→ **Quoted text**
--
In November 1852, advertisements began to appear for a new composition by Perkin:
Just Published by F. HANSTOCK, Book and Music Publisher, Copper-plate, Lithographic, and Letter-press Printer, Victoria Street, Holmfirth, a NEW SONG, entitled "Holmfirth Flood," written in commemoration of that awful catastrophe, which took place on the 5th of February, 1852. The Words by A. B. N. Wildman, the Music by Job Perkin, Cliff, Author of "The Song for the Times," "Hope, brothers, hope for the happier day," "O where is the land of the brave and the free," &c., &c.
"A. B. N. Wildman" was Abraham Wildman (1803-1870), a now largely forgotten poet who was born in Keighley and campaigned against the mistreatment of children in mills alongside Richard Oastler. In later life, following his wife's death in 1868, he was reduced to poverty and would likely have died in misery if not for his friends, who made an urgent appeal for charity. When Sir Titus Salt heard of Wildman's plight, he immediately arranged for him to be moved into one of the Almshouse in Saltaire and be given a weekly allowance. He died on 13 March 1870, aged 69.
--
→ **What to do**
(a) List every song title named in the advertisement in the passage about the "Holmfirth Flood" song.
(b) According to the passage about the "Holmfirth Flood" song, on what date did Abraham Wildman die?
(c) Carry on the passage about the "Holmfirth Flood" song from its last sentence.
--
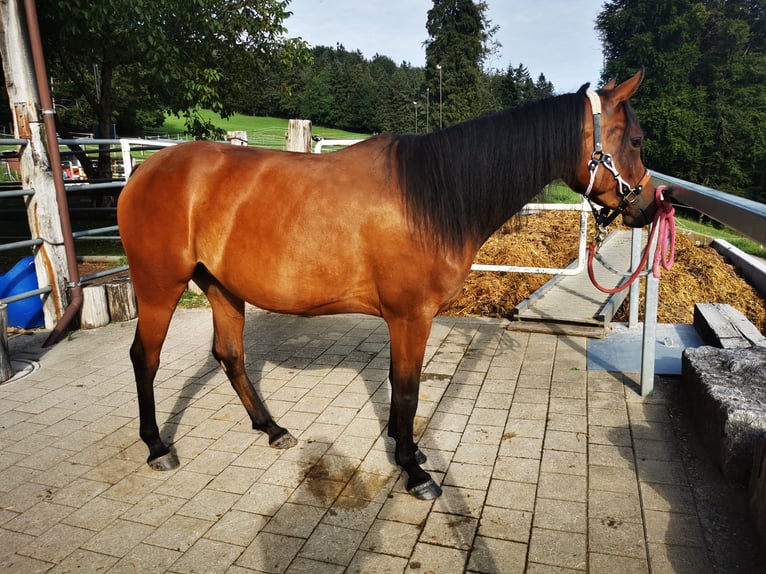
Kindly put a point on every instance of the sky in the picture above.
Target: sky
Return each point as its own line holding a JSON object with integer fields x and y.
{"x": 553, "y": 37}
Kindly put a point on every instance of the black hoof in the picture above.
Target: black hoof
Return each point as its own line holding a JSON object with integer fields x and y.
{"x": 167, "y": 461}
{"x": 283, "y": 441}
{"x": 426, "y": 491}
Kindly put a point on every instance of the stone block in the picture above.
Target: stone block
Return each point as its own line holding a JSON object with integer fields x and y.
{"x": 727, "y": 388}
{"x": 757, "y": 490}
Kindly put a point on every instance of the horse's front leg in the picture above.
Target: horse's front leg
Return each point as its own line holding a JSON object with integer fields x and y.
{"x": 228, "y": 323}
{"x": 408, "y": 343}
{"x": 145, "y": 356}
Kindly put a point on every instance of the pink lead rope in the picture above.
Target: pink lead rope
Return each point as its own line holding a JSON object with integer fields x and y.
{"x": 664, "y": 254}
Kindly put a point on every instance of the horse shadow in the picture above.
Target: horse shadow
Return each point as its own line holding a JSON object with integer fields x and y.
{"x": 299, "y": 365}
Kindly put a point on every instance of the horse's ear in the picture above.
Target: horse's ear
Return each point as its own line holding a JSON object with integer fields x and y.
{"x": 624, "y": 91}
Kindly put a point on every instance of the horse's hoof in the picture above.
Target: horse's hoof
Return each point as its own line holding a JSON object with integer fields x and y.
{"x": 426, "y": 491}
{"x": 283, "y": 441}
{"x": 167, "y": 461}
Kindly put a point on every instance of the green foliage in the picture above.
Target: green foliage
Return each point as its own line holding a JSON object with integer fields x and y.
{"x": 121, "y": 57}
{"x": 459, "y": 40}
{"x": 703, "y": 103}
--
→ **Results by task**
(a)
"Holmfirth Flood"
"The Song for the Times"
"Hope, brothers, hope for the happier day"
"O where is the land of the brave and the free"

(b) 13 March 1870.

(c)
Following Joe Perkin's death in 1868, his widow Eliza spent her final years in the Holmfirth Almshouses which were built in 1856 to commemorate the flood. Their son, Mendelssohn Perkin, who became an itinerant musician in later life, also spent time living in the Almshouses.
A copy of Perkin's original arrangement was not located during research. However, a 1909 re-arrangement by George Wadsworth was found and is reproduced below.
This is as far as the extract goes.